- GEGEVEN OPDRACHT A -
Herschrijf de records vanaf de regel met "Where can the rocky" tot en met het einde van de records, waarbij "innermost point" wordt vervangen door "center point" en al het overige ongewijzigd blijft.

- UITTREKSEL DOCUMENT -
+ + +

De Staatssecretaris van Veiligheid en Justitie,

Gelezen het verzoek van de manager Handhaving van de Directie Beheer en Handhaving van het Stadsdeel Zuidoost van de gemeente Amsterdam van 15 oktober 2013 en de adviezen van de hoofdofficier van justitie bij het arrondissementsparket Amsterdam en de korpschef als bedoeld in artikel 27 van de Politiewet 2012;

Gelet op:

  • artikel 142, eerste lid, aanhef en onder b en derde lid, van het Wetboek van Strafvordering;

  • artikel 7, zevende lid, van de Politiewet 2012;

  • artikel 36, eerste lid, en artikel 41, tweede lid, van het Besluit buitengewoon opsporingsambtenaar;

  • artikel 17, eerste lid, aanhef en onder 2, van de Wet op de economische delicten.

Besluit:

Artikel 1

In dit besluit wordt verstaan onder buitengewoon opsporingsambtenaar: de persoon als bedoeld in artikel 2.

Artikel 2

De personen, werkzaam in de functie van:

  • a) handhaver

  • b) senior handhaver

in dienst van de Directie Beheer en Handhaving van het Stadsdeel Zuidoost van de gemeente Amsterdam, zijn aangewezen als buitengewoon opsporingsambtenaar.

Artikel 3

  • 1. De buitengewoon opsporingsambtenaar is bevoegd tot het opsporen van de strafbare feiten behorend tot het domein I Openbare Ruimte, van bijlage A-I van de Circulaire Buitengewoon opsporingsambtenaar.

  • 2. De buitengewoon opsporingsambtenaar is bevoegd tot het opsporen van de strafbare feiten behorend tot het domein II Milieu, welzijn en infrastructuur, van bijlage A-I van de Circulaire Buitengewoon opsporingsambtenaar.

  • 3. De opsporingsbevoegdheid, bedoeld in het eerste lid, geldt voor het grondgebied van Nederland, voor zover noodzakelijk voor een goede vervulling van de aan de functie gerelateerde taken.

  • 4. De buitengewoon opsporingsambtenaar vermeldt in zijn processen-verbaal en schriftelijke verslagleggingen het in het eerste lid en tweede lid genoemde domeinen.

Artikel 4

Op grond van dit besluit kunnen maximaal 23 personen als buitengewoon opsporingsambtenaar worden beëdigd, waarvan 12 personen in het domein I Openbare Ruimte en 11 personen in het domein II Milieu, welzijn en infrastructuur.

Artikel 5

  • 1. Als toezichthouder als bedoeld in artikel 36 van het Besluit buitengewoon Opsporingsambtenaar van de in artikel 3, eerste lid, bedoelde buitengewoon opsporingsambtenaar is aangewezen de hoofdofficier van justitie bij het arrondissementsparket Amsterdam.

  • 2. Als toezichthouder als bedoeld in artikel 36 van het Besluit buitengewoon Opsporingsambtenaar van de in artikel 3, tweede lid, bedoelde buitengewoon opsporingsambtenaar is aangewezen de hoofdofficier van justitie bij het Functioneel Parket.

+ + +

- TE VERWERKEN GEGEVENS -

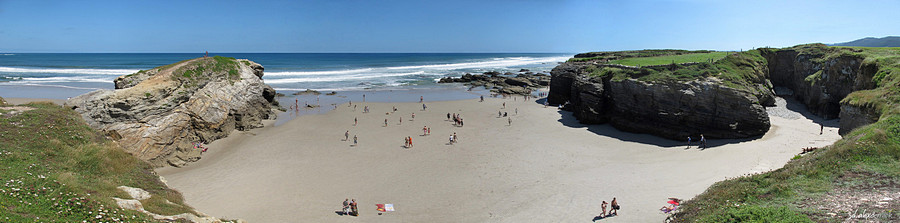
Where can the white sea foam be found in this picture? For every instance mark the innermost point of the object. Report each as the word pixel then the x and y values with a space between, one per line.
pixel 497 62
pixel 340 78
pixel 311 73
pixel 47 85
pixel 491 63
pixel 116 72
pixel 26 80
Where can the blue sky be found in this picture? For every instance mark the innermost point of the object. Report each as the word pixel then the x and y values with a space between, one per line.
pixel 434 26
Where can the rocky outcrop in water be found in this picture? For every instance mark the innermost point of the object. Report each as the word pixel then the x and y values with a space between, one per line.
pixel 158 115
pixel 507 83
pixel 821 82
pixel 818 76
pixel 672 110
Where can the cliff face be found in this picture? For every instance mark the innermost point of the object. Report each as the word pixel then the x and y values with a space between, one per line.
pixel 158 115
pixel 672 110
pixel 821 82
pixel 819 76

+ + +

- GEGEVEN OPDRACHT B -
Beantwoord aan de hand van het besluit de volgende vragen:
(i) Van welke datum is het verzoek van de manager Handhaving?
(ii) Hoeveel personen kunnen op grond van het besluit maximaal als buitengewoon opsporingsambtenaar worden beëdigd?
(iii) Wie is aangewezen als toezichthouder van de in artikel 3, tweede lid, bedoelde buitengewoon opsporingsambtenaar?

- EINDRESULTAAT A -
Where can the rocky outcrop in water be found in this picture? For every instance mark the center point of the object. Report each as the word pixel then the x and y values with a space between, one per line.
pixel 158 115
pixel 507 83
pixel 821 82
pixel 818 76
pixel 672 110
Where can the cliff face be found in this picture? For every instance mark the center point of the object. Report each as the word pixel then the x and y values with a space between, one per line.
pixel 158 115
pixel 672 110
pixel 821 82
pixel 819 76

- EINDRESULTAAT B -
(i) 15 oktober 2013
(ii) 23 personen
(iii) De hoofdofficier van justitie bij het Functioneel Parket